> TEXTE SOURCE
►

Depuis qu’il a tenu des propos sur la Voix de l’Amérique, le 22 novembre dernier, sur l’attaque terroriste de l’hôtel Radisson, l’Imam Mahmoud Dicko, président du Haut conseil islamique du Mali, se trouve brutalement au cœur d’une polémique qui se défait. On en déduit que l’Imam a fait l’apologie du terrorisme, en assimilant ces attaques terroristes à une manifestation de la colère divine qui s’abat sur la terre, encline à la perversion.

◄

> EXTRAITS DES ENTRÉES
►

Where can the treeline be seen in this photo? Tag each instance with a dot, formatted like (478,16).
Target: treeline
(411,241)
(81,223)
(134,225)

◄

> À TRAITER
A. Reproduisez le passage du texte consacré à l'imam Dicko situé entre "Depuis qu’il a" et "à la perversion.", ces deux extrémités comprises.
B. Répondez à ces questions d'après le texte consacré à l'imam Dicko :
(i) À quelle date l'imam a-t-il tenu ses propos sur la Voix de l'Amérique ?
(ii) Quel hôtel a été visé par l'attaque terroriste ?
(iii) Quelle fonction occupe Mahmoud Dicko ?
Appuyez-vous uniquement sur le texte consacré à l'imam Dicko.

> RÉPONSES
A.
Depuis qu’il a tenu des propos sur la Voix de l’Amérique, le 22 novembre dernier, sur l’attaque terroriste de l’hôtel Radisson, l’Imam Mahmoud Dicko, président du Haut conseil islamique du Mali, se trouve brutalement au cœur d’une polémique qui se défait. On en déduit que l’Imam a fait l’apologie du terrorisme, en assimilant ces attaques terroristes à une manifestation de la colère divine qui s’abat sur la terre, encline à la perversion.

B.
(i) Le 22 novembre.
(ii) L'hôtel Radisson.
(iii) Il est président du Haut conseil islamique du Mali.